# Help, Identity Theft, no joke:(



## Denise1952 (May 24, 2014)

I just got a letter from IRS saying someone has filed a tax return using my Social Security #.  It tells me to check with bank, bla bla bla, but ain't it grand I get this on the weekend, and a holiday weekend when there is not a damn thing I can do


The tax period is December 31, 2013.  That seems weird, I haven't filed any because nothing earned in 2013, I was in school.

Feedback welcome, I am upset to say the least, could use some input you guys  Denise

PS it even says to report it to the police, and Fed. Trade Commission


----------



## i_am_Lois (May 24, 2014)

I would do as the letter says, and report it. Those agencies will handle the matter. If you should need information at a later date, make sure you write down the name of who you talked to when you reported it, the date, and everything they told you. Then file that information away. Ask these agencies to keep you updated about the status of the case. Maybe someone else here has had a similar experience and can shed light on what happens in such cases.


----------



## Harley (May 24, 2014)

Sorry to hear this. Keep hearing more and more of it. Also keep hearing about a scam using the IRS. Was it a real letter?


----------



## Bettyann (May 24, 2014)

So sorry, nwlady, that this happened to you.
DO check with your bank and you need to talk to one of their main people....not just a teller. 
This letter itself could be a fraud... you need to either go to your nearest Social Security office in person with the letter in hand (preferably) == or at LEAST talk to an agent on the phone.... In the meantime, try to relax and not worry about it...that won't help anything... this CAN be straightened out... In the meantime make a COPY of the letter you got and keep it someplace in your home where it is safe and out of sight.


----------



## Denise1952 (May 24, 2014)

•••••

(THINGS TO DO):
• 1. In the identity theft thread, why does Denise1952 find it strange that the letter from the IRS lists a tax period of December 31, 2013? Answer in one to three sentences.
• 2. According to the identity theft thread, besides the bank, where does the IRS letter tell Denise1952 to report the problem?
• 3. From the identity theft thread, set down the part that opens with the words containing "I just got a" and closes with "was in school.".

(INFORMATION):
•••••

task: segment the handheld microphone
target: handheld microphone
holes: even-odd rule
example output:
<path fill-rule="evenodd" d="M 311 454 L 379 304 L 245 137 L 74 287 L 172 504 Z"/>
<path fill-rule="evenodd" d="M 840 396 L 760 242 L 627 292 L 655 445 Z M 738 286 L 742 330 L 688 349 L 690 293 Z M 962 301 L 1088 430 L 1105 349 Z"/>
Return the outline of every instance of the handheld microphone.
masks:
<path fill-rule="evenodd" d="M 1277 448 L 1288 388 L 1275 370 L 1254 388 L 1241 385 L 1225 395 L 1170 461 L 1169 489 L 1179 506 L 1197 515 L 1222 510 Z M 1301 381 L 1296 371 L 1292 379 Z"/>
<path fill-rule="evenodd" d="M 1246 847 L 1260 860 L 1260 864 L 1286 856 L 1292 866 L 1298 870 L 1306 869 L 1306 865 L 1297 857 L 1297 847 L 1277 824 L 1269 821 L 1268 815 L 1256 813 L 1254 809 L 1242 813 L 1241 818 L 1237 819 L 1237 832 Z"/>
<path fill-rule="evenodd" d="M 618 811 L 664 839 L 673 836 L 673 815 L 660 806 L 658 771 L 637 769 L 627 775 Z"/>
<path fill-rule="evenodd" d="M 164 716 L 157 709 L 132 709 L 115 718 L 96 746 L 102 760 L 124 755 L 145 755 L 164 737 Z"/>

•••••

(ANSWERS FOR THIS EXERCISE):
• 1. She had not filed any tax return for that period. She earned nothing in 2013 because she was in school.

• 2. To the police and the Federal Trade Commission.

• 3.
I just got a letter from IRS saying someone has filed a tax return using my Social Security #.  It tells me to check with bank, bla bla bla, but ain't it grand I get this on the weekend, and a holiday weekend when there is not a damn thing I can do


The tax period is December 31, 2013.  That seems weird, I haven't filed any because nothing earned in 2013, I was in school.